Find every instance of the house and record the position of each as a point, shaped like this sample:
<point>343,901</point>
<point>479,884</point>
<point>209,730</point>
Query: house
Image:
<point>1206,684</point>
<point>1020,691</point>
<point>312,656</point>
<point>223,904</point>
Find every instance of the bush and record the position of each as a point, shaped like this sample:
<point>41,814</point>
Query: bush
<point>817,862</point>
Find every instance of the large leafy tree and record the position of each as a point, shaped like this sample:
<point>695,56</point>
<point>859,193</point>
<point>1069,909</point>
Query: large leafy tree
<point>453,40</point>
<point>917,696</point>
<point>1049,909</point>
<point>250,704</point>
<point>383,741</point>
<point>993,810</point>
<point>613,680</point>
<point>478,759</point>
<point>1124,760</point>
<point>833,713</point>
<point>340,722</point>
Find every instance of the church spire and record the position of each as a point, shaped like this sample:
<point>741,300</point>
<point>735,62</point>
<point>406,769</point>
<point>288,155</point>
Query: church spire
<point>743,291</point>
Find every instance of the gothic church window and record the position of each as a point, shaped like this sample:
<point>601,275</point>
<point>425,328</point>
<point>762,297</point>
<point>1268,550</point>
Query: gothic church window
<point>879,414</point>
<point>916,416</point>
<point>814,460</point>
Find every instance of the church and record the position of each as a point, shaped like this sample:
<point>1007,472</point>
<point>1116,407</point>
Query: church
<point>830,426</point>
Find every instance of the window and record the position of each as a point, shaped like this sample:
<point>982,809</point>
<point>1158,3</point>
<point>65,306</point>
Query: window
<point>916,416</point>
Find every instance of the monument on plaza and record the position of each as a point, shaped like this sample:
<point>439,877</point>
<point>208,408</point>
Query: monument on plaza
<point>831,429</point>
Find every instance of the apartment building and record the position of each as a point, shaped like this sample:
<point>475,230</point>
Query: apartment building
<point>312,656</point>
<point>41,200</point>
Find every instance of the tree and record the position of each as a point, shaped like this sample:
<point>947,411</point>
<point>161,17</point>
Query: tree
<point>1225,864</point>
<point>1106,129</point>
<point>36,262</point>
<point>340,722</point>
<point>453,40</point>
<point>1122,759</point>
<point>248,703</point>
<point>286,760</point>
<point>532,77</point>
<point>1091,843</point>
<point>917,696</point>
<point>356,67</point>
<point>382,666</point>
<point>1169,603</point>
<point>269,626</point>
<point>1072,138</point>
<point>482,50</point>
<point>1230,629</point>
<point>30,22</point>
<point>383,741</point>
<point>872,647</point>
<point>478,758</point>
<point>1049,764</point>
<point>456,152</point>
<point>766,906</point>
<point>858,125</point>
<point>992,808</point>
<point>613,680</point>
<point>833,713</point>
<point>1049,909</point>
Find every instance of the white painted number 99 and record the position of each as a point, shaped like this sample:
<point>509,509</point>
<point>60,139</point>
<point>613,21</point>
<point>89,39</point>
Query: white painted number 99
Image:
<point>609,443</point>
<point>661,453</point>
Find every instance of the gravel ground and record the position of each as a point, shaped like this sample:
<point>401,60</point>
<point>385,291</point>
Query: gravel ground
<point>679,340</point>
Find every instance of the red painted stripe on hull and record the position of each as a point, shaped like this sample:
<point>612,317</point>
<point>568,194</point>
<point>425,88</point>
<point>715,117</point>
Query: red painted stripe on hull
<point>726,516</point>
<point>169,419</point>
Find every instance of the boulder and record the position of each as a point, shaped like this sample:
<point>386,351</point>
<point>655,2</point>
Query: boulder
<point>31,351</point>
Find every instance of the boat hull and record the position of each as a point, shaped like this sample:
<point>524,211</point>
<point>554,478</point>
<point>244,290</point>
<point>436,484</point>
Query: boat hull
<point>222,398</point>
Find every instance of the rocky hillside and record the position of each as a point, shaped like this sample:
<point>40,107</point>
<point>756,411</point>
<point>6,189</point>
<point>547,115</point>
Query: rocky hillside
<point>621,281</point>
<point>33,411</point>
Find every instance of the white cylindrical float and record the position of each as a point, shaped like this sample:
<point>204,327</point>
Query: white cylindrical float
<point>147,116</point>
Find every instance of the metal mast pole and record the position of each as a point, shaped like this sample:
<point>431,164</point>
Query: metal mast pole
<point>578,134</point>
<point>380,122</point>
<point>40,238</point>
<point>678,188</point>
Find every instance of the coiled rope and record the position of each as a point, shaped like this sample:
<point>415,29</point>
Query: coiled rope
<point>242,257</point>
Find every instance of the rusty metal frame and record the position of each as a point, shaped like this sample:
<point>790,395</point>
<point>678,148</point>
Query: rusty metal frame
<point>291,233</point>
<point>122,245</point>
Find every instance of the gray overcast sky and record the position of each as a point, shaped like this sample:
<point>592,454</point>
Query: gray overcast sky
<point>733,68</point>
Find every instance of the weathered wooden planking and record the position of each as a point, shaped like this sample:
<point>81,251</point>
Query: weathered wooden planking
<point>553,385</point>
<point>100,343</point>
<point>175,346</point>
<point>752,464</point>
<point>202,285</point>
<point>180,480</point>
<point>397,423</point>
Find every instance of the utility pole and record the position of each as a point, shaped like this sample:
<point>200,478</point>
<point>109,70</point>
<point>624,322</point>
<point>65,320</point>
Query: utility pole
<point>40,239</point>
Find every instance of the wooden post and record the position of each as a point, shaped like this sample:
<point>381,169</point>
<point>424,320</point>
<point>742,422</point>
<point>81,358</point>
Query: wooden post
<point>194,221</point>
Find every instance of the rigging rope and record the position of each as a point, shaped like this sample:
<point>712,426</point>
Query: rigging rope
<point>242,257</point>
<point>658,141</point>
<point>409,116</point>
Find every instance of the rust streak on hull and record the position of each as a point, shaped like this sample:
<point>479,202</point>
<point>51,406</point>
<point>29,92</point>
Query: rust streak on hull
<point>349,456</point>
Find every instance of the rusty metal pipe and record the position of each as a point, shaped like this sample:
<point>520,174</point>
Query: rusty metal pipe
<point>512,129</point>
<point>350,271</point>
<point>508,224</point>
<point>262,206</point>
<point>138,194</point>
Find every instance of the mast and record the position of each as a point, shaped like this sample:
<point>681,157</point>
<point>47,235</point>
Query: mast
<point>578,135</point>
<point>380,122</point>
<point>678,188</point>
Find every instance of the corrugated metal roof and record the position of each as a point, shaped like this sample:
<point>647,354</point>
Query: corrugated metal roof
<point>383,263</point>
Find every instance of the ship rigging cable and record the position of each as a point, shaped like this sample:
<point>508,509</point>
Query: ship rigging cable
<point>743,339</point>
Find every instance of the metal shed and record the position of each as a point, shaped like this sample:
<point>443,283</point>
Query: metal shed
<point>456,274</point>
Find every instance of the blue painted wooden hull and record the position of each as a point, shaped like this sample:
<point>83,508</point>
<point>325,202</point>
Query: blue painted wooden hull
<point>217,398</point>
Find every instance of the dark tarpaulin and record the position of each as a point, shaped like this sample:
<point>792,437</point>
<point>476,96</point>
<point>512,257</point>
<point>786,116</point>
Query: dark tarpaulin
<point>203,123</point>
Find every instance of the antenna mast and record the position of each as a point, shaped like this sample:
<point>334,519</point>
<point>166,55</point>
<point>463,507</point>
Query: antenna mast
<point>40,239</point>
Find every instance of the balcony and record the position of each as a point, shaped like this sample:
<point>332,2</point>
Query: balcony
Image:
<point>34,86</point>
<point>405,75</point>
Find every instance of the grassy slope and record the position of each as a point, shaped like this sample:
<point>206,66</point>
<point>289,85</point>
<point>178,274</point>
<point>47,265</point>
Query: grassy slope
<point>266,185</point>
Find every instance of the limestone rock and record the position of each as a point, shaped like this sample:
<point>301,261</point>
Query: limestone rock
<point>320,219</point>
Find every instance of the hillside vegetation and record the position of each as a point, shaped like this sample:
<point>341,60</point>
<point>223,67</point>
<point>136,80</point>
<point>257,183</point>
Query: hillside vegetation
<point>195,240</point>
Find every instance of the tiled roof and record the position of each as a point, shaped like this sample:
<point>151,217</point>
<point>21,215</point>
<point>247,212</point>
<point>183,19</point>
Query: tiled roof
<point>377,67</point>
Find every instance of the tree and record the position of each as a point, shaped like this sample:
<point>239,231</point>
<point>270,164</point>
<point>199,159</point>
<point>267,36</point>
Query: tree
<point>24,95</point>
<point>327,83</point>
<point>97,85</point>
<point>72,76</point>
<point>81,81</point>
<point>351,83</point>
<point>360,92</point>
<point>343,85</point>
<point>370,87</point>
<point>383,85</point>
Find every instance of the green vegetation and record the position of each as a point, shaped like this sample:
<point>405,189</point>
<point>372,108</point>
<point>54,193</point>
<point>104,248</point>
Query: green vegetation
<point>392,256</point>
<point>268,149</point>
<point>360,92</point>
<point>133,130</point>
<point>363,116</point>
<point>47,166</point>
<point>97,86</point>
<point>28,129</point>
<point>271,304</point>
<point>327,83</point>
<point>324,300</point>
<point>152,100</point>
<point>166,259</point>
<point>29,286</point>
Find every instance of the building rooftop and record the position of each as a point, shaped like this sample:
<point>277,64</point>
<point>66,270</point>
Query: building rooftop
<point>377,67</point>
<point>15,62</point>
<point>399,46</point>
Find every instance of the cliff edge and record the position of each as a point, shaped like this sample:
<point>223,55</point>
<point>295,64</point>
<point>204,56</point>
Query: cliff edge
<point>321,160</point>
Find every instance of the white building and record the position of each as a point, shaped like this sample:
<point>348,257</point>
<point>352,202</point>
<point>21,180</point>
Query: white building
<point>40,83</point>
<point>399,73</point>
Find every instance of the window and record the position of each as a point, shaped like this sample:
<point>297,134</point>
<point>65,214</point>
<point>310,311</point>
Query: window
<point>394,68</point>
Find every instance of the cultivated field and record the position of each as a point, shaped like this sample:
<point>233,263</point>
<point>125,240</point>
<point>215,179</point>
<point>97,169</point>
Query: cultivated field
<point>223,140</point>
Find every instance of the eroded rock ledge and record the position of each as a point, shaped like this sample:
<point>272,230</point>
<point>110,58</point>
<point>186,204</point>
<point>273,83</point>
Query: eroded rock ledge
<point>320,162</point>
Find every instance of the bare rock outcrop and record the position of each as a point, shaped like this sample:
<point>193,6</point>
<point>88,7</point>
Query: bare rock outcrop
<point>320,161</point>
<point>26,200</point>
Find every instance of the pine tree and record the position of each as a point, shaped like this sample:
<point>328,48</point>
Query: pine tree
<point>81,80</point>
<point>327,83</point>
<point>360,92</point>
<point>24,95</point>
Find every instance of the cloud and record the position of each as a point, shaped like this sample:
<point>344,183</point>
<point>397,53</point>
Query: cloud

== Set exercise ==
Copy the lines of the material above, from the line containing "Find every instance of the cultivated" through the end of the material, inclusive, reproducing each one without any change.

== Exercise answer ==
Find every instance of the cultivated field and record the position of each as a point, shaped like this sample:
<point>233,263</point>
<point>125,240</point>
<point>215,179</point>
<point>97,169</point>
Query: cultivated field
<point>223,140</point>
Find every instance of the eroded rock ledge and record the position of each as a point, shaped like this sample:
<point>272,230</point>
<point>110,58</point>
<point>186,204</point>
<point>273,83</point>
Query: eroded rock ledge
<point>320,162</point>
Find every instance of the bare rock outcrop and record the position of each as a point, shaped like this sample:
<point>193,6</point>
<point>88,7</point>
Query: bare rock outcrop
<point>320,161</point>
<point>26,200</point>
Find every instance of the pine tree and record the position of each as a point, shaped like this sample:
<point>328,48</point>
Query: pine tree
<point>81,80</point>
<point>327,83</point>
<point>360,92</point>
<point>24,95</point>
Find every instance of the cloud and record the position of each as a point, shaped like this sample:
<point>344,183</point>
<point>397,53</point>
Query: cloud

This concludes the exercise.